» Excerpt
>> begin

# My modding equipment.



## ShineOnYouCrazyDiamond (Jan 31, 2016)

I know I don't have the serious machinery that some of our expert machinists here on CPF have, but I thought I'd share the tools I use for the mods I do. When I first got into mods about 6 years ago all I had was my old DMM, a 30 year old 35W Weller soldering iron and a few basic small tools. Necessity with projects have led me to each of the purchases. Experience has shown me that you get what you pay for. I'd rather pay more for one tool now that will last me decades than pay even more for cheap tools that I'll need to replace multiple times. 

So in no particular order:

Fluke DMM. I've had a decent Radio Shack DMM since college EE classes (about 20 years - you do the math  ). It seemed about time to upgrade this year. An indispensable tool for driver, LED and switch mods. 12 ga wires attached below to get more accurate tailcap current measurements. 






Just got this lux meter so I haven't had a chance to put it to good use, but good for testing the throwers I am getting into now.





A Dremel Tool is essential for any cutting, sanding, shaping, polishing, etc.





A cheap but decent vise from Harbor Freight.





Never ever cheap out on a good soldering iron.





Cutters, tweezers, picks and stuff for manipulating parts. 





A Weller PyroPen - butane powered. I use this with the heat blower tip for re-flowing LEDs.





Solder, flux paste, thermal paste, thermal adhesive.





Parts bin, compressor and air hose. A California Air Tools 1HP 6.3gal ultra-silent air compressor - it's amazing how quiet the dual-cylinder setup is compared with some other ones I've tried. 









91% isopropyl alcohol. Essential requirement for cleaning LEDs, grease, parts, etc.


----------



## nfetterly (Jan 31, 2016)

Nice post SOYCD, having bought quite a few (VERY NICE) light from you nice to see what you have, the pyropen was one I wasn't expecting. I'm slowly heading towards doing some of my own mods so that was nice to see...


----------



## ShineOnYouCrazyDiamond (Jan 31, 2016)

Thank you. 

Yeah - for a while I used the Pyropen with a soldering tip as my primary soldering tool too but I got real tired of getting burned with the side expelled gases. :scowl:


----------



## Nitroz (Jan 31, 2016)

I see some of your things that remind me of my work space. I have a pyropen, which is giving me some problems, a weller WES51, awesome soldering iron, the air hose spool, and the radio shack flux.

The alcohol pic looks to have several Mtn boxes back there.

>> end

» Task directions
Reproduce everything in the modding equipment thread from "So in no particular" down to "tailcap current measurements.".

» Rows
>> begin

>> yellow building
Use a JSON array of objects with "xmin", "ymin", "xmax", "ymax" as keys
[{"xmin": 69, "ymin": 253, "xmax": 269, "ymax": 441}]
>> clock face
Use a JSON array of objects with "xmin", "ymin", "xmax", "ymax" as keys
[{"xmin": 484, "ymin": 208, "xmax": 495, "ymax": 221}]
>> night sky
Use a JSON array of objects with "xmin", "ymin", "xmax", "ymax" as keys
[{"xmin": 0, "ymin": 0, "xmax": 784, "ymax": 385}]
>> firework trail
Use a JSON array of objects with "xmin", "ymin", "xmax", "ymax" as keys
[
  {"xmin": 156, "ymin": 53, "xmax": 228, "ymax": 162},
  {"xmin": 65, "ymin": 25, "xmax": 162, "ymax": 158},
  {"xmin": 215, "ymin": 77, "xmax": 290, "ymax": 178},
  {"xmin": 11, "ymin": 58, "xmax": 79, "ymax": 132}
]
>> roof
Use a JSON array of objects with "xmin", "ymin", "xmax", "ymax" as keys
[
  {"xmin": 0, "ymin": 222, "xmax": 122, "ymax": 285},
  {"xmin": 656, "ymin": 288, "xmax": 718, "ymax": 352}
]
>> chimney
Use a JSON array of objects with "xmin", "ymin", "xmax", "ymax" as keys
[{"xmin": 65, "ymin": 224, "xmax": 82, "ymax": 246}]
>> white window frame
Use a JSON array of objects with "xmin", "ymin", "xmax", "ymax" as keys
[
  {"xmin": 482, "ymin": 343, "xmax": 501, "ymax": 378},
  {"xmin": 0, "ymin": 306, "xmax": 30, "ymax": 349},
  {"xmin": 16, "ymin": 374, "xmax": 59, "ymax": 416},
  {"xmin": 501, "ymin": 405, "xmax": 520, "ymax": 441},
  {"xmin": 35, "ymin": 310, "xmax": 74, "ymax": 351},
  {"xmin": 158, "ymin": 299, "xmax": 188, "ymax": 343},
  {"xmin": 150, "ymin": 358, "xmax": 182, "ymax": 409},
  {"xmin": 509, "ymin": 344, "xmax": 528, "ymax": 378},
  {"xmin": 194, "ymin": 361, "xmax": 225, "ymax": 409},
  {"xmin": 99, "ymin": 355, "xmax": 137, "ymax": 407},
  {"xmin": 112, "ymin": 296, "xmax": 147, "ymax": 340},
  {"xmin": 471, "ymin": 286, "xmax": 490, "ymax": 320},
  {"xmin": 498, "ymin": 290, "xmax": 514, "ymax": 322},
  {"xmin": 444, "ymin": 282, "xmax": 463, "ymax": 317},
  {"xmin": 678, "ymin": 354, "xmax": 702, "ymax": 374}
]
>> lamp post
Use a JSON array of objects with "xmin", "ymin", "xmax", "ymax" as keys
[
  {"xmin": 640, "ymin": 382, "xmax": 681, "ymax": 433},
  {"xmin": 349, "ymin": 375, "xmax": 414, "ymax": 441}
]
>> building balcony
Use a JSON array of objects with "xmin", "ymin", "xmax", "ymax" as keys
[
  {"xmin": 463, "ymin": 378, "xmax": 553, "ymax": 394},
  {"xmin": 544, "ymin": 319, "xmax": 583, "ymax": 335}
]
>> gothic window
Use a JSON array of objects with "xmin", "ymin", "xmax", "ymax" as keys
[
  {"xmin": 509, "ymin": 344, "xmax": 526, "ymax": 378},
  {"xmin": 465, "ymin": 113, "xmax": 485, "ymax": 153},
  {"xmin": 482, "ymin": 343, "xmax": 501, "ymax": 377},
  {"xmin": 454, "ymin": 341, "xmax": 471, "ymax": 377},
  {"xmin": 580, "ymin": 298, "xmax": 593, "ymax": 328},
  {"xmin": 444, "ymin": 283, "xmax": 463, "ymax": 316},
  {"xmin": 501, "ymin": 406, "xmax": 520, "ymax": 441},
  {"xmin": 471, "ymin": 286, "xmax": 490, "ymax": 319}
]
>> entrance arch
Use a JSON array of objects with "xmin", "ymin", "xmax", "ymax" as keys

>> end

» Worked answer
So in no particular order:

Fluke DMM. I've had a decent Radio Shack DMM since college EE classes (about 20 years - you do the math  ). It seemed about time to upgrade this year. An indispensable tool for driver, LED and switch mods. 12 ga wires attached below to get more accurate tailcap current measurements.